▶ [ASSIGNED TASK]:
Without including any pictures, return the records below exactly as written.

Stored data:
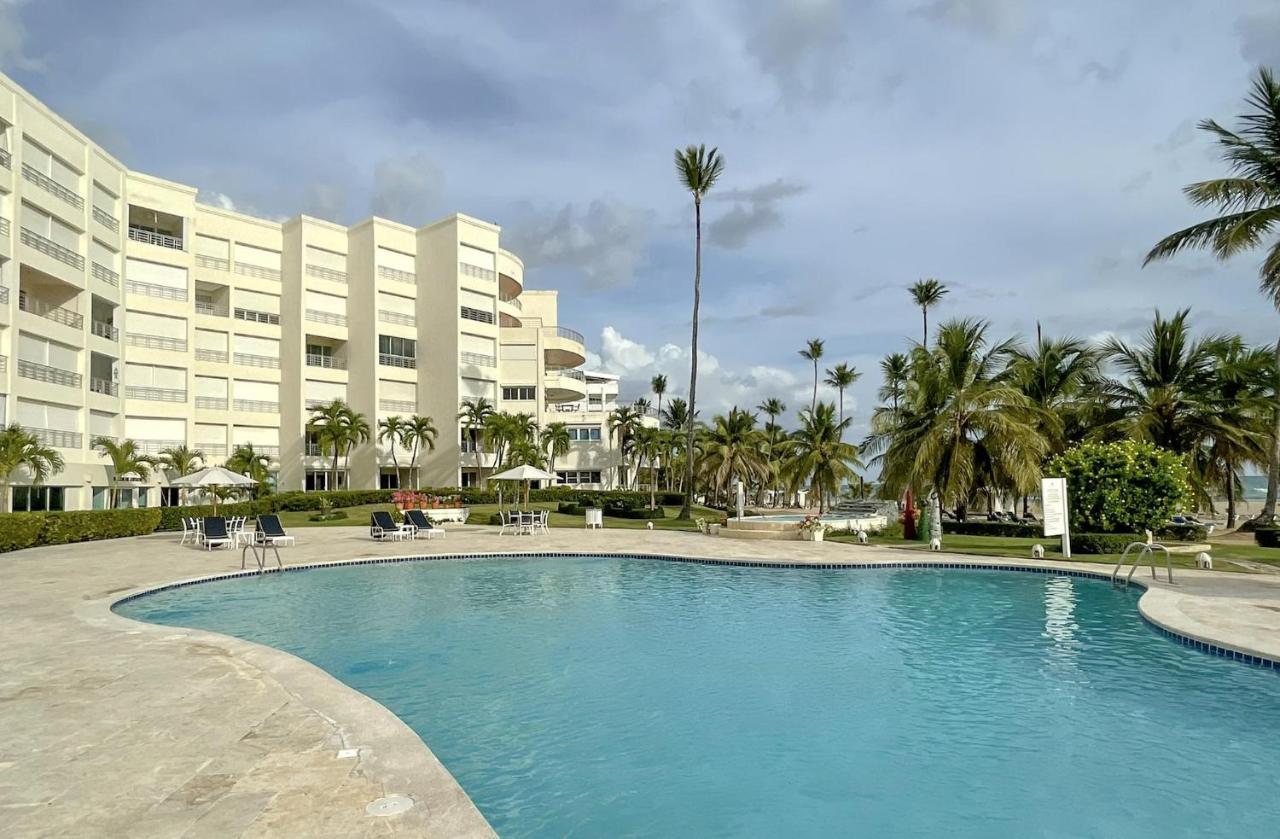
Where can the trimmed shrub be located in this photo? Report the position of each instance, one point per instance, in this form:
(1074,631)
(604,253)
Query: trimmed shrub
(1267,537)
(992,528)
(1102,542)
(1125,487)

▶ [FINISHED TASK]:
Where can the trimmed shrub be located in this photo? Report the position of each instance, one point per instance, in this form:
(1074,631)
(604,253)
Query: trimmed shrub
(1267,537)
(992,528)
(1102,542)
(1125,487)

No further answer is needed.